## Given instruction 1
Repeat the passage of the injunction post below verbatim, from "Up The Injunction" up to and including "the footballer’s brain.".

Up The Injunction

Like many, I spent a little time at the weekend playing a game called ‘how well do you know Google’, in which I tried to get to the name of the ‘Top Flight Premiership Footballer’ in the injunction case with as few Google searches as possible. Got it on the second page of the second search, so obviously I score pretty low on the Google capability. Anyway, the point of the search was not so much to enjoy the salacious gossip around Who’s Bedding Who And Keeping It Out Of The Public Domain, but more to understand the workings of the footballer’s brain.

So, I’ll try to explain that last bit. After all, you might think this is an elaborate bluff to justify a good leer at Busty Welsh Big Brother Beauty Imogen Thomas (28), and it’s not.

For a while now, I’ve been thinking about how long the press can continue in its current form; not just with the takeover of printed media by online, but in the whole area of traditional journalism. In times gone by, the journalistic right to privilege was very tightly bound to the media group that they were representing. In some areas where you might least expect it (the NoW’s phone tapping case, for example), this is still the case, and we see charges levied against the business rather than the writer. But these times will soon be behind us, and the concept of journalistic privilege, where conversations can be off the record, where confidential anonymity can be protected, and where journalistic opinion is protected by the publisher, will no longer exist. Some of this is a good thing. The media in this country has long been dominated by some pretty extreme views, which might purport to represent the readership, but do far more to influence it politically. And in an age where the internet allows individuals to be, well, individuals, then it’s absolutely appropriate that people can source their own news sources, mixing, for example, the relative independence of the BBC with their favourite blogs, or what’s trending on Twitter. All of which, I think in general is a good thing.

## Given instruction 2
From the records below, extract every line containing the string "head".

## Dataset
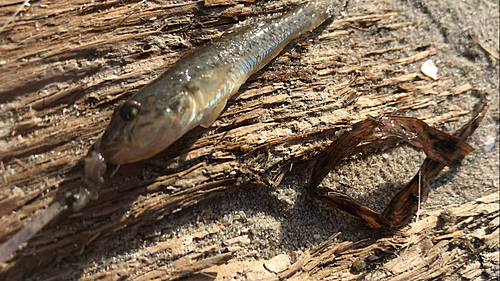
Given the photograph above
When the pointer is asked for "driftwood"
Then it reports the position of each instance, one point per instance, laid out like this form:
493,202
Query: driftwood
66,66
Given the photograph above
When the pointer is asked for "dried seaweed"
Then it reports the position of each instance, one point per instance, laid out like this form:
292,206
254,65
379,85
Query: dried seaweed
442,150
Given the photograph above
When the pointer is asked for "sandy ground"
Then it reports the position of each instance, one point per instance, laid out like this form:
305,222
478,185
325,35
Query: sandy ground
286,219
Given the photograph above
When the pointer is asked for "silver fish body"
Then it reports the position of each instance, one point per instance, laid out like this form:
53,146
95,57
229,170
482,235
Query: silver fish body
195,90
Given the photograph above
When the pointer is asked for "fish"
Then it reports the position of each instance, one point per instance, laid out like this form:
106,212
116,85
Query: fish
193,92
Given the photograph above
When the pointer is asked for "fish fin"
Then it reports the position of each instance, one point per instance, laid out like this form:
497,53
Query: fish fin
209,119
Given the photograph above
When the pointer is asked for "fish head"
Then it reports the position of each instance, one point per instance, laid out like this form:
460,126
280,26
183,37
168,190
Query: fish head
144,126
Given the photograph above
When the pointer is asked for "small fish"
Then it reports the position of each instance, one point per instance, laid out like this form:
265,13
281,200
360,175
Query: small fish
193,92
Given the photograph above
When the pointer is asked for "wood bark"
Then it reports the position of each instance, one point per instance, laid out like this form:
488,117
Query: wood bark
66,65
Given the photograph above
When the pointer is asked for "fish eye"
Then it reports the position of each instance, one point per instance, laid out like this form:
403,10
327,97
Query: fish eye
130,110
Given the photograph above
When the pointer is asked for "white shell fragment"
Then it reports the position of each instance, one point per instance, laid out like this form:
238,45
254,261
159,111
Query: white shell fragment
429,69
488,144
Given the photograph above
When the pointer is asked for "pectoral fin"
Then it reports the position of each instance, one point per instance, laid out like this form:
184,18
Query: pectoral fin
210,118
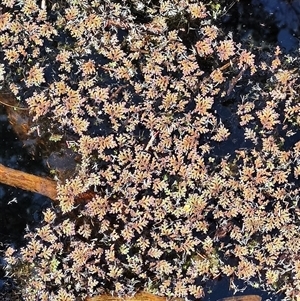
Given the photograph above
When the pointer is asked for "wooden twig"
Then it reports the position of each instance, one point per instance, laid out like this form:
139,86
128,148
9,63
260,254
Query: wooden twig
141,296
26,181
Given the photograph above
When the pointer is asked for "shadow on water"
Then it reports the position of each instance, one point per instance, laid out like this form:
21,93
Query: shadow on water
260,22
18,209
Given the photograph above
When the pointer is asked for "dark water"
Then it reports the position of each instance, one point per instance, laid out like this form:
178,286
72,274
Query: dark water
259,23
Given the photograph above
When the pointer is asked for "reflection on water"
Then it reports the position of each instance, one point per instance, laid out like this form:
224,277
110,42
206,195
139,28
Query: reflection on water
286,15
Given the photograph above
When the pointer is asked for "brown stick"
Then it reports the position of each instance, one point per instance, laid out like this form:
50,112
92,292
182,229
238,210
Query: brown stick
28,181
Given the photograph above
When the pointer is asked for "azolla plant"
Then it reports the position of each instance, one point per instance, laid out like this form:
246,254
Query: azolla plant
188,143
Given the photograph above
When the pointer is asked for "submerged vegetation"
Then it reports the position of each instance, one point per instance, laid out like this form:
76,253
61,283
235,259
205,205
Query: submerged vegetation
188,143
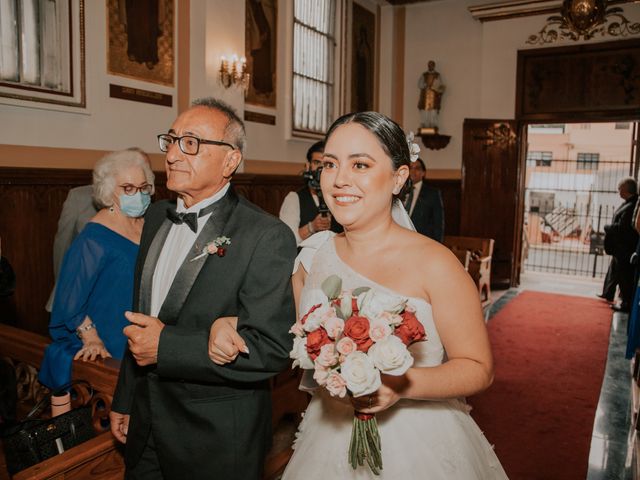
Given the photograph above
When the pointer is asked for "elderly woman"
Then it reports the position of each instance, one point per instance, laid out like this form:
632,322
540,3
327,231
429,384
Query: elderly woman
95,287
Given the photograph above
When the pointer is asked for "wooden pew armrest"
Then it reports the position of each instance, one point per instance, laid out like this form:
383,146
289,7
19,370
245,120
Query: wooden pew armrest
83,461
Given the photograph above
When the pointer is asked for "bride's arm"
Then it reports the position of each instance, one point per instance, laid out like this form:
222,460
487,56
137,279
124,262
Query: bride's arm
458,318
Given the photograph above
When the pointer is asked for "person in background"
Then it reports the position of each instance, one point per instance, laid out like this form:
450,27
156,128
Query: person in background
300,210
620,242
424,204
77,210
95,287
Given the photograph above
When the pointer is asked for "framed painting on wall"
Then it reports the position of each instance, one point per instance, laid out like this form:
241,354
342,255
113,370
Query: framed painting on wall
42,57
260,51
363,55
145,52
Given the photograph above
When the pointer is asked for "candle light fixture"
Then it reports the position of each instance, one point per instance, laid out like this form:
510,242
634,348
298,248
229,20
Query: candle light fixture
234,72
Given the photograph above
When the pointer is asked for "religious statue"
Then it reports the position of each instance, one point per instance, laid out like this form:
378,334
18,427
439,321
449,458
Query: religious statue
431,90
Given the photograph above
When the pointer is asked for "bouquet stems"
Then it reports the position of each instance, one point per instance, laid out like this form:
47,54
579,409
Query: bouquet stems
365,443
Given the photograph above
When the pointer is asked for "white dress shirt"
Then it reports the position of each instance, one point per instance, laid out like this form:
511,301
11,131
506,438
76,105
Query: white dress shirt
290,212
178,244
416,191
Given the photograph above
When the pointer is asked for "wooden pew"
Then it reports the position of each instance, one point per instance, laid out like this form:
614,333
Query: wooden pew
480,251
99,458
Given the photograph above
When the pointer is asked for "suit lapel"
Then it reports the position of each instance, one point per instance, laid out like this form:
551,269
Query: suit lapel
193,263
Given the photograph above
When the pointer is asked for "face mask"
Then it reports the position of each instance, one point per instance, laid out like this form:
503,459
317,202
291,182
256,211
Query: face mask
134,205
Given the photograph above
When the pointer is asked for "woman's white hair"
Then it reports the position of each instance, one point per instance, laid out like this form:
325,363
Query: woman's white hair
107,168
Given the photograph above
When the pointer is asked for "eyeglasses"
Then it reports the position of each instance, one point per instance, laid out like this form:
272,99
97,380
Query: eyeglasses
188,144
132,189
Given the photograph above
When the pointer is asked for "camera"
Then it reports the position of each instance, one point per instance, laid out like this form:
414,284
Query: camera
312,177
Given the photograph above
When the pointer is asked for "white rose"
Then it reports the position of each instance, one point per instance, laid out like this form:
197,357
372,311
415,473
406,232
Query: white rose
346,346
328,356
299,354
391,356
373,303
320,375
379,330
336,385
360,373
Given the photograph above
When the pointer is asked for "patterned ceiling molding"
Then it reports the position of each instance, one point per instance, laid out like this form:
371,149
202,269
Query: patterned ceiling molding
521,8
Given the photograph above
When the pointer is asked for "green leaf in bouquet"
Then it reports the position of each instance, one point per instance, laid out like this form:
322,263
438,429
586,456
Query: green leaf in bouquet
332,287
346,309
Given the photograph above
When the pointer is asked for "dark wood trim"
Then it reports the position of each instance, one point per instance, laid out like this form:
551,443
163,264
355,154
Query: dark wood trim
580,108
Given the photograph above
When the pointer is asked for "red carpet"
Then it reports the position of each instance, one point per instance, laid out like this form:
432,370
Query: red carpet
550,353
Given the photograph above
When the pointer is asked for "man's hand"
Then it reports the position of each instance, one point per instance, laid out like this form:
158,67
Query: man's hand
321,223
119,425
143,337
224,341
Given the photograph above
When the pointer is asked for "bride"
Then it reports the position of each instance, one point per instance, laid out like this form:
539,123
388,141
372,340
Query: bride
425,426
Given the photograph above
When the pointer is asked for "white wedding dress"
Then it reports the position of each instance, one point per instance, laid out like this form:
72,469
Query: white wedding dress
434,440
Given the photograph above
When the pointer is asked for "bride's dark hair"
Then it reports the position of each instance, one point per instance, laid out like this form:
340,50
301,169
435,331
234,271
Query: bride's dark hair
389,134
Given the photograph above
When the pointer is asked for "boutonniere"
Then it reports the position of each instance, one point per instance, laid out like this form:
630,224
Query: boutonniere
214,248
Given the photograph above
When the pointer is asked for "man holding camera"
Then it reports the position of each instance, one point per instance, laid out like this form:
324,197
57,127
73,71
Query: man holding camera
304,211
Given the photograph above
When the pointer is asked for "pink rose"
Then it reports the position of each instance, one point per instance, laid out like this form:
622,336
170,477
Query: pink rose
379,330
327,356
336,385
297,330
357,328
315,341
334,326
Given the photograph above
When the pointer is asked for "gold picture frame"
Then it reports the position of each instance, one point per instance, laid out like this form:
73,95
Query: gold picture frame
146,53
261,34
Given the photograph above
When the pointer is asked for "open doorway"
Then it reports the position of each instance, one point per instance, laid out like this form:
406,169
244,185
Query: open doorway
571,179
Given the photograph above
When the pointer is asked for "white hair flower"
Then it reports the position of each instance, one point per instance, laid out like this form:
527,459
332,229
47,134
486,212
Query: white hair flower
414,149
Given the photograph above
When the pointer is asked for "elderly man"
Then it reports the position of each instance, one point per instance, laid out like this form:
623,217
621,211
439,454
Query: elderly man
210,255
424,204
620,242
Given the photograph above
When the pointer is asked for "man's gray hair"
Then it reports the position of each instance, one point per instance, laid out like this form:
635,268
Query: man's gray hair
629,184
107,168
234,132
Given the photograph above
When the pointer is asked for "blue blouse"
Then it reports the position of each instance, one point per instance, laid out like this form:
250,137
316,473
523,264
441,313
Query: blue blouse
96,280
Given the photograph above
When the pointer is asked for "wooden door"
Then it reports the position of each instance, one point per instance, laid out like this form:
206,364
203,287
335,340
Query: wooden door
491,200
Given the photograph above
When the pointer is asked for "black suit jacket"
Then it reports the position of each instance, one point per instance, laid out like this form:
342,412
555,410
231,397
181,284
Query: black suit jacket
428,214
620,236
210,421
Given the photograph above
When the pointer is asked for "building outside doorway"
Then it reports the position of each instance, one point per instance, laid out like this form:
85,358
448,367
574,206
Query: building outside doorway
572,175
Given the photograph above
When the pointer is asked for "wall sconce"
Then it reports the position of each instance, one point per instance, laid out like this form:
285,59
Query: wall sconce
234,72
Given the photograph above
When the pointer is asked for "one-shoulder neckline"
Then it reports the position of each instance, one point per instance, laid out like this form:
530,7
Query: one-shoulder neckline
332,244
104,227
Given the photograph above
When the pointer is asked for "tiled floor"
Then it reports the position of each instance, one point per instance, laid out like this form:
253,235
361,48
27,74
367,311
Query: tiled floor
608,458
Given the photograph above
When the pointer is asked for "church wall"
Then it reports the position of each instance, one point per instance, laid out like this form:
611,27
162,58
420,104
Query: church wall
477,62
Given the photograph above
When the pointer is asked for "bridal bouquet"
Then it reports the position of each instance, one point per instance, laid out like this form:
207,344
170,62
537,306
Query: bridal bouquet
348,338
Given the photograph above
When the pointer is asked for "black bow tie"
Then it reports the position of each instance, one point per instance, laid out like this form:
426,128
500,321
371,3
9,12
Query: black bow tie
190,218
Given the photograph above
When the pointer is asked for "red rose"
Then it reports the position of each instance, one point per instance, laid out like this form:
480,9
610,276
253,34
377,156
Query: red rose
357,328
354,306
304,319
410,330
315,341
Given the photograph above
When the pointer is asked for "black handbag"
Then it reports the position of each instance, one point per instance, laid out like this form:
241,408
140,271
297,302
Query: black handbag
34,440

## Task output 1
Up The Injunction

Like many, I spent a little time at the weekend playing a game called ‘how well do you know Google’, in which I tried to get to the name of the ‘Top Flight Premiership Footballer’ in the injunction case with as few Google searches as possible. Got it on the second page of the second search, so obviously I score pretty low on the Google capability. Anyway, the point of the search was not so much to enjoy the salacious gossip around Who’s Bedding Who And Keeping It Out Of The Public Domain, but more to understand the workings of the footballer’s brain.

## Task output 2
When the pointer is asked for "fish head"
Query: fish head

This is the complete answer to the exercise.